>> start Provided entries

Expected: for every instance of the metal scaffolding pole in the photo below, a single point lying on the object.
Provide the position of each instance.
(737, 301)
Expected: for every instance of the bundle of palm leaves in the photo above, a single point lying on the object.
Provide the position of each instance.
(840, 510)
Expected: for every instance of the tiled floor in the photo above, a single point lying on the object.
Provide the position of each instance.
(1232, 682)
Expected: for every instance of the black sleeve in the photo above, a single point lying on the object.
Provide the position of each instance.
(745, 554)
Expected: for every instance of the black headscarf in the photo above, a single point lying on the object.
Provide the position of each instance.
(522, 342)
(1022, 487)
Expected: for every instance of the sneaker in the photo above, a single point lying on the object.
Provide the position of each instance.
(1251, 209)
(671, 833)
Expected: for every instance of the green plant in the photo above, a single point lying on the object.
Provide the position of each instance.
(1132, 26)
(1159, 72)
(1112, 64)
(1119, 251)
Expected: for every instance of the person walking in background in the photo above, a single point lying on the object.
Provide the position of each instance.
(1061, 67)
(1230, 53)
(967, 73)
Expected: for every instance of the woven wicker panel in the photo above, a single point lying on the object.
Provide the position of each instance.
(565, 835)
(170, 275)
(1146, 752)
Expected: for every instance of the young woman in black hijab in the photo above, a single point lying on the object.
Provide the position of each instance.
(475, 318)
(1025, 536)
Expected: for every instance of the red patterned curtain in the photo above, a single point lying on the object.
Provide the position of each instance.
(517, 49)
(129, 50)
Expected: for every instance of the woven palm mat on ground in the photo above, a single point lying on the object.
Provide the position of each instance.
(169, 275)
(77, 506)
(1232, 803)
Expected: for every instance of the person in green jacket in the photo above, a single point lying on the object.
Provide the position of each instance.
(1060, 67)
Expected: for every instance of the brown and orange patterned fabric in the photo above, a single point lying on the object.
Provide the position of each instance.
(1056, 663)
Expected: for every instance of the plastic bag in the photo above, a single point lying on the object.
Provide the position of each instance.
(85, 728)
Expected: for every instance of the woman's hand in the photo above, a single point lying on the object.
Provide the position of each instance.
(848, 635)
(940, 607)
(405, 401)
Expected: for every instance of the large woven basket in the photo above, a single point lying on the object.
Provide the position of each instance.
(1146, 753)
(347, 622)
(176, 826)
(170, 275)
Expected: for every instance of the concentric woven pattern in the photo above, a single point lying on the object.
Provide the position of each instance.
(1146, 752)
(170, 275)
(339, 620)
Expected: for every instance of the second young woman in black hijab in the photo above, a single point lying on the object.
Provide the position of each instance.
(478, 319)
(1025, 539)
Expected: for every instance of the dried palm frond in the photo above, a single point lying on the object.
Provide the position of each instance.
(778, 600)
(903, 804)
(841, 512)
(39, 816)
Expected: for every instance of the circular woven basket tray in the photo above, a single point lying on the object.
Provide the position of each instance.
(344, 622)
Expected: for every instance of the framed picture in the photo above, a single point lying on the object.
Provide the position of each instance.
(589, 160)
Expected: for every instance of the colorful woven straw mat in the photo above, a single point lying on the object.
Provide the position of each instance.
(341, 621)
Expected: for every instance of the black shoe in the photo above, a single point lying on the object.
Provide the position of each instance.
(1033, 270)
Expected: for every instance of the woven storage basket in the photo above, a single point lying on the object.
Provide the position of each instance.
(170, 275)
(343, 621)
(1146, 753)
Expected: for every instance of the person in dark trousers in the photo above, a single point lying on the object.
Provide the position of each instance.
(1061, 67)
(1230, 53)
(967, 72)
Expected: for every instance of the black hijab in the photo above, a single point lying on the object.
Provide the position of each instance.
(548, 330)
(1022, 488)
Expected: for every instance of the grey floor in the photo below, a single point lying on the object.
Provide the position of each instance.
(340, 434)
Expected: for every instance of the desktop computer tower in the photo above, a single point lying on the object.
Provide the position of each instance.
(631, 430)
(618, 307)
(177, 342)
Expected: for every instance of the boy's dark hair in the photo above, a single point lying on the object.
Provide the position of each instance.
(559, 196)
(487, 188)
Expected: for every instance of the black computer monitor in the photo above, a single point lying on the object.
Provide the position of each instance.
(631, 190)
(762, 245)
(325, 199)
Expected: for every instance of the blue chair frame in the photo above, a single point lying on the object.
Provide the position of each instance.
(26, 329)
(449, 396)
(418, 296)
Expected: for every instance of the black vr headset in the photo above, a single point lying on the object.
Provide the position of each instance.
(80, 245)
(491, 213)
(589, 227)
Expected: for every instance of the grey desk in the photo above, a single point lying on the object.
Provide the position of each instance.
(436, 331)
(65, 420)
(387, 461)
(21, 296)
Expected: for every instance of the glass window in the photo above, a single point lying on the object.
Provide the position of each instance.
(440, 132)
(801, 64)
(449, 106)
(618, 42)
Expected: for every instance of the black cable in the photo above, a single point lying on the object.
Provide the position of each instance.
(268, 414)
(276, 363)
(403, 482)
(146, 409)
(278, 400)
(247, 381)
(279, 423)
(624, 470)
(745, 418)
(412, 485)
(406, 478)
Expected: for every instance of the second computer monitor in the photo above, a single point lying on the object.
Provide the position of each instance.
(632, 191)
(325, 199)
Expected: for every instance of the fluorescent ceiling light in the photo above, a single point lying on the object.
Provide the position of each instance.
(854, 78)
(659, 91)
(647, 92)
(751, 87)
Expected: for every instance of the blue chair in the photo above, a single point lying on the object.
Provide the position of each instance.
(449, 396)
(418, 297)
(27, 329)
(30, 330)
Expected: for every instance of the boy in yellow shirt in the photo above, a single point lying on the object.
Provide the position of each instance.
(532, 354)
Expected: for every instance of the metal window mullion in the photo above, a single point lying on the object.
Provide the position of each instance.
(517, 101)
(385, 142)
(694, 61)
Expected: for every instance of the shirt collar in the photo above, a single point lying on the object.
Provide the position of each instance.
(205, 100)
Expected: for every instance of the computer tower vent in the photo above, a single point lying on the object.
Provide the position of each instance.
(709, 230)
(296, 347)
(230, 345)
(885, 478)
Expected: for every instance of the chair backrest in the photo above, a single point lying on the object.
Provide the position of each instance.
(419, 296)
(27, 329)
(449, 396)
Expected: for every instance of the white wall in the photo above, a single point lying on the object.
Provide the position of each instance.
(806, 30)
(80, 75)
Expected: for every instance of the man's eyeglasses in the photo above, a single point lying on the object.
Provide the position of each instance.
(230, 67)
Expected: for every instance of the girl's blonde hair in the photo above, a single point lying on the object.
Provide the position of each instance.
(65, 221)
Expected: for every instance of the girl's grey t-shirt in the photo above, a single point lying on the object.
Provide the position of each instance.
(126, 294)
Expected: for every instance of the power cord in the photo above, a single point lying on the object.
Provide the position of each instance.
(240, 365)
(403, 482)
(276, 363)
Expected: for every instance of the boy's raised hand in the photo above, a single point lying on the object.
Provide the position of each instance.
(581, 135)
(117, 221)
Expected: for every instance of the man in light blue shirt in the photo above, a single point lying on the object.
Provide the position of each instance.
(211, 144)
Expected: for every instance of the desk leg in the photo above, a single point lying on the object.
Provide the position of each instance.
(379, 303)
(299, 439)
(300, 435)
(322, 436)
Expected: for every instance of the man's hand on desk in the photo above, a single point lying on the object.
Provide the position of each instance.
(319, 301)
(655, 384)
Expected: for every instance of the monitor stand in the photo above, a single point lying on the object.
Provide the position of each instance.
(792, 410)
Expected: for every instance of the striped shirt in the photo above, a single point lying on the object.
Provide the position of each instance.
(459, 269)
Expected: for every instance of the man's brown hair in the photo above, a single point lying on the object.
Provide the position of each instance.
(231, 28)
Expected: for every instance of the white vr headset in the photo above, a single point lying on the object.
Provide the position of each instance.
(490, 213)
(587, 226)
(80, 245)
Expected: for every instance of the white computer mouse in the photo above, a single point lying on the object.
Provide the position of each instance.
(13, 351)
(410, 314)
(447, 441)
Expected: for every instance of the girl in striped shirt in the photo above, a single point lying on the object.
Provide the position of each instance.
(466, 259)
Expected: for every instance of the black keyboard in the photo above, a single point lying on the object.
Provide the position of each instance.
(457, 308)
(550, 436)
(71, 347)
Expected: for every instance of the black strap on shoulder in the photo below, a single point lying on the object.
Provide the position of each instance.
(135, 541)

>> end Provided entries

Starting at the line that contains "Expected: for every instance of the man's brown", quote each remaining line of the entries above, unchanged.

Expected: for every instance of the man's brown hair in the photo above, a single point lying on the object.
Provide the position of each instance.
(231, 28)
Expected: for every instance of the white vr headset in the photo above, a single point lying on the object.
Provide the position of each instance.
(490, 213)
(587, 226)
(80, 245)
Expected: for every instance of the white computer mouse in the photo above, a single point lying on the object.
Provide the position of each instance.
(13, 351)
(410, 314)
(447, 441)
Expected: for every instance of the girl in striped shirt in the photo above, a single point lying on the object.
Provide the position of each instance.
(466, 259)
Expected: for every instance of the black keyboard in the photo above, a single point lying on the object.
Provide the position of each instance.
(457, 308)
(550, 436)
(71, 347)
Expected: for every instance of the black strap on shoulder in the photo below, a single point lying on the object.
Provide the position of each instance.
(135, 541)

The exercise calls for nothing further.